**Énoncé de tâche:** D'après l'extrait choisi, quelle ligne de métro risque d'être saturée à l'ouest du site ?

L’enjeu principal de l’organisation des espaces publics est de favoriser les liaisons à l’intérieur du site tout en assurant une continuité paysagère avec Chapelle Charbon.
Au chapitre consacré aux formes urbaines et aux façons d’habiter que nous développons un peu plus loin, nous proposons d’appliquer l’organisation végétalisée en ‘’frontage’’.
2-Mobilités et déplacements
Si nous sommes globalement d’accord avec les principes retenus en matière de « Mobilités & déplacements » comme la requalification de la rue de l’Evangile et l’organisation des circulations à l’intérieur du site (privilégier les circulations douces, limiter l’impact de la circulation automobile en dehors des futurs habitants et livraisons…), nous attirons l’attention sur l’offre en transports en commun. Si à l’est du site, la gare Rosa Parks répond en partie à la demande, il n’en est pas de même à l’ouest où la ligne 12 du métro risque d’être saturée avec l’apport de nouveaux habitants et usagers, induit par les projets immobiliers en cours et à venir de Chapelle International (900 logements & activités), Condorcet (15 000 étudiants sur Paris la Chapelle et Aubervilliers), Chapelle Charbon (450 logements & usagers du parc) et bien sûr Hébert (700 logements & activités). Nous nous étonnons que des discussions n’aient pas été entamées en amont avec la RATP (grande absente de la concertation !) pour qu’elle adapte son matériel roulant et la fréquence de ses rames de métro au futur paysage urbain allant de Marx-Dormoy à Aubervilliers Front Populaire. Nous demandons que la RATP soit associée aux prochains ateliers consacrés à cette thématique des « Mobilités et déplacements ».

**Données enregistrées:**
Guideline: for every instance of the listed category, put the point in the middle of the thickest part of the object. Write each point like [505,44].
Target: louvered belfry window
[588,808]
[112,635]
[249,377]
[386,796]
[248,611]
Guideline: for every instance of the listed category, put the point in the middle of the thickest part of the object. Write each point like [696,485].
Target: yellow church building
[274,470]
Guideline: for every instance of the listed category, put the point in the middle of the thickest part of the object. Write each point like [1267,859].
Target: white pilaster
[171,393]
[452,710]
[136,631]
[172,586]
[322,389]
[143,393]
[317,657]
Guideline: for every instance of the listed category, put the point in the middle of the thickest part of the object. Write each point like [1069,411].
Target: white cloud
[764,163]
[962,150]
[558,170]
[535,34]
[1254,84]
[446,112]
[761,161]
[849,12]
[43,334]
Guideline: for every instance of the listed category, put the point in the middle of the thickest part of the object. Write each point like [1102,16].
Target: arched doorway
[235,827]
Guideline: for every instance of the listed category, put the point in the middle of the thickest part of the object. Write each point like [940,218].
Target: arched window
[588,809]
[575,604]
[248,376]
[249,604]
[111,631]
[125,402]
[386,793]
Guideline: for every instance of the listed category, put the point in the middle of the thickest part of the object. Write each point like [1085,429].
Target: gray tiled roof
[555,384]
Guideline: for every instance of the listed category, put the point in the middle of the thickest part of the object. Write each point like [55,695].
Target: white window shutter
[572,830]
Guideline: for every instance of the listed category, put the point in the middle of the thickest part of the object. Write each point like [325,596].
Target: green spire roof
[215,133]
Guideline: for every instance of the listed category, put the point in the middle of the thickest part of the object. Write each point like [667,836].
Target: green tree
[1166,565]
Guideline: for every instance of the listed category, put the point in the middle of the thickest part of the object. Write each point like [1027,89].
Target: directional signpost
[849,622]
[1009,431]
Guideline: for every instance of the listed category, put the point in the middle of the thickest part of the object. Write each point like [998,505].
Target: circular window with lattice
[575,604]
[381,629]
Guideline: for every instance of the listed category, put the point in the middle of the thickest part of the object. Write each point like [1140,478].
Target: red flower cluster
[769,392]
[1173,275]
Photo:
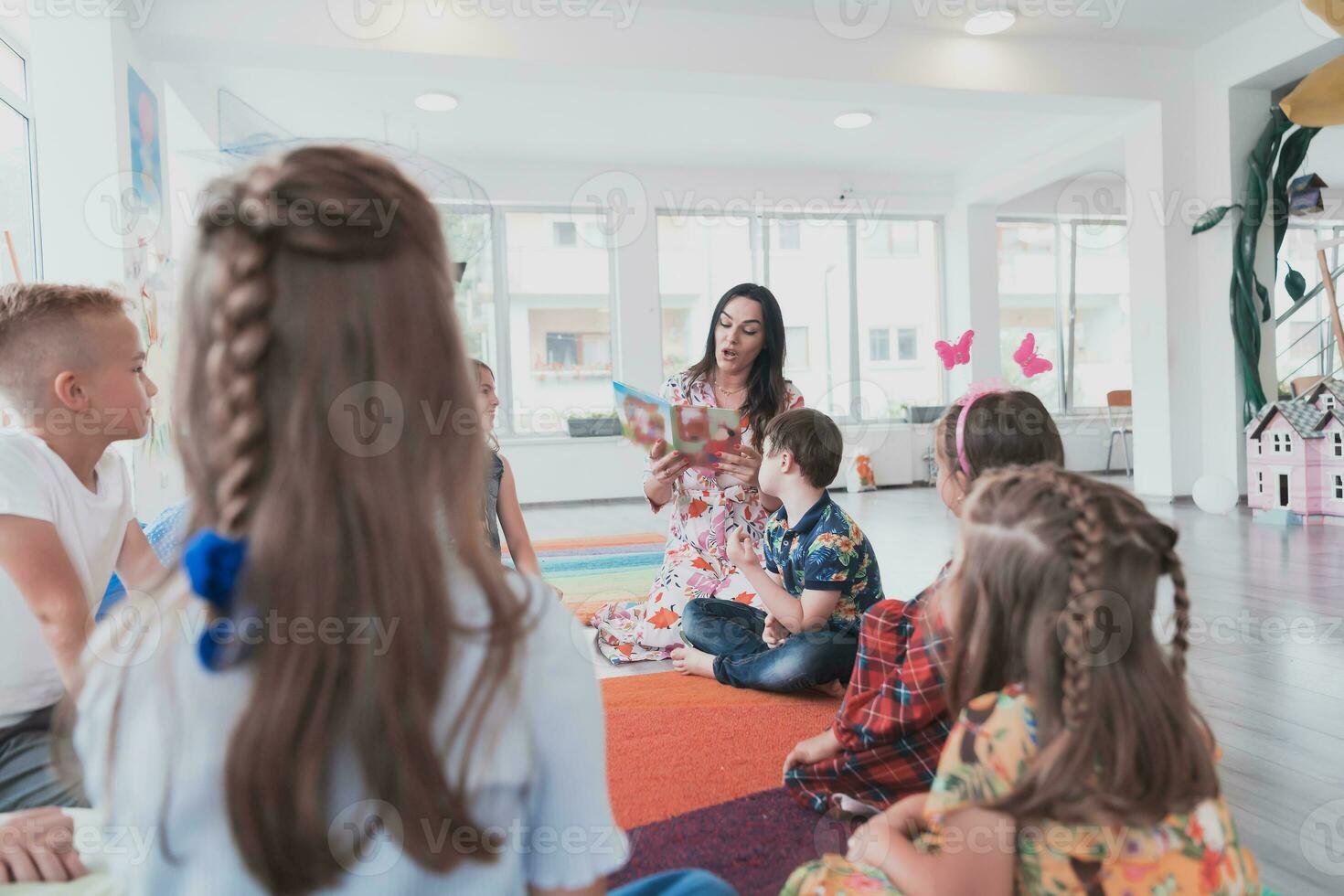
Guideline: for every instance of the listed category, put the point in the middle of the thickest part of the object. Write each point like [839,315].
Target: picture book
[695,432]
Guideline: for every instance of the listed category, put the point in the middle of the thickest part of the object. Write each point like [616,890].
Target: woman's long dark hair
[766,389]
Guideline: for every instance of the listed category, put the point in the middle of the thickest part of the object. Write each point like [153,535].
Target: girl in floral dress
[1078,763]
[742,368]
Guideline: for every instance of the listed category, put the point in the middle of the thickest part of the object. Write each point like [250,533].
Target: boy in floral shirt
[820,575]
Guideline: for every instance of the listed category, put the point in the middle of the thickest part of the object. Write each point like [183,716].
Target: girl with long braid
[1078,763]
[372,704]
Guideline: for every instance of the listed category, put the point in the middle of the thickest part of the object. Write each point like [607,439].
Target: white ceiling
[520,101]
[1175,23]
[506,113]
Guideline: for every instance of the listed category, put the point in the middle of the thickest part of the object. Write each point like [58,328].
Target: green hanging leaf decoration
[1289,160]
[1212,218]
[1295,283]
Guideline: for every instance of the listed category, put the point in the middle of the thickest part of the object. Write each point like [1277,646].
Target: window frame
[499,212]
[1066,295]
[763,218]
[758,220]
[23,106]
[886,332]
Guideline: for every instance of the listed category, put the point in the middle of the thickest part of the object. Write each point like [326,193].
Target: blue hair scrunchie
[212,563]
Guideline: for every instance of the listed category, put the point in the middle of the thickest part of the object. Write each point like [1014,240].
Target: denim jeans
[677,883]
[732,633]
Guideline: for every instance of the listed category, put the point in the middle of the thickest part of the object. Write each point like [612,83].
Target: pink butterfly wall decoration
[955,354]
[1029,360]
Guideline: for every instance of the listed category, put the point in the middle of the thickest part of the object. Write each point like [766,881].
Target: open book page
[695,432]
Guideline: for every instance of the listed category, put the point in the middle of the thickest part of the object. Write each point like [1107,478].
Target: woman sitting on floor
[366,707]
[743,369]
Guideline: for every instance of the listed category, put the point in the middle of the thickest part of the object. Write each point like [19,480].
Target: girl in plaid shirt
[887,735]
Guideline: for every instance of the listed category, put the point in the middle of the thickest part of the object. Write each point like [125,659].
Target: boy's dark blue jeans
[732,633]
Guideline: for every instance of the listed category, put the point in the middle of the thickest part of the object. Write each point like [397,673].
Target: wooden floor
[1266,664]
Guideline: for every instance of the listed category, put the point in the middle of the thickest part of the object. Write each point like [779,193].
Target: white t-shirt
[37,484]
[539,778]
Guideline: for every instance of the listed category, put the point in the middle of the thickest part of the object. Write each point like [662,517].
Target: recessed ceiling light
[436,102]
[992,22]
[852,120]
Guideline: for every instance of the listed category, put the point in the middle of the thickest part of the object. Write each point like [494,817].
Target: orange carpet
[677,743]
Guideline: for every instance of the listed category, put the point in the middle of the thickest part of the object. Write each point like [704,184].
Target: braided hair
[317,320]
[1055,589]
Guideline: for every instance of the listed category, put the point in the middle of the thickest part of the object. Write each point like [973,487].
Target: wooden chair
[1121,421]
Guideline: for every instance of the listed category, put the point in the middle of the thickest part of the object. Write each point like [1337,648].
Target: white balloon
[1215,495]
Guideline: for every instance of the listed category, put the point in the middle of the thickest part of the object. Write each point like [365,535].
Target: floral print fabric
[989,749]
[705,509]
[824,551]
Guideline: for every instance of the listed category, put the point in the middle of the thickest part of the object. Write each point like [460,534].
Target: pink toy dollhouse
[1295,458]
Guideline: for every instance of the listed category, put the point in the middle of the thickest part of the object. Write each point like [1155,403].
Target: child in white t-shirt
[73,379]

**Solution proposée:** La ligne 12 du métro.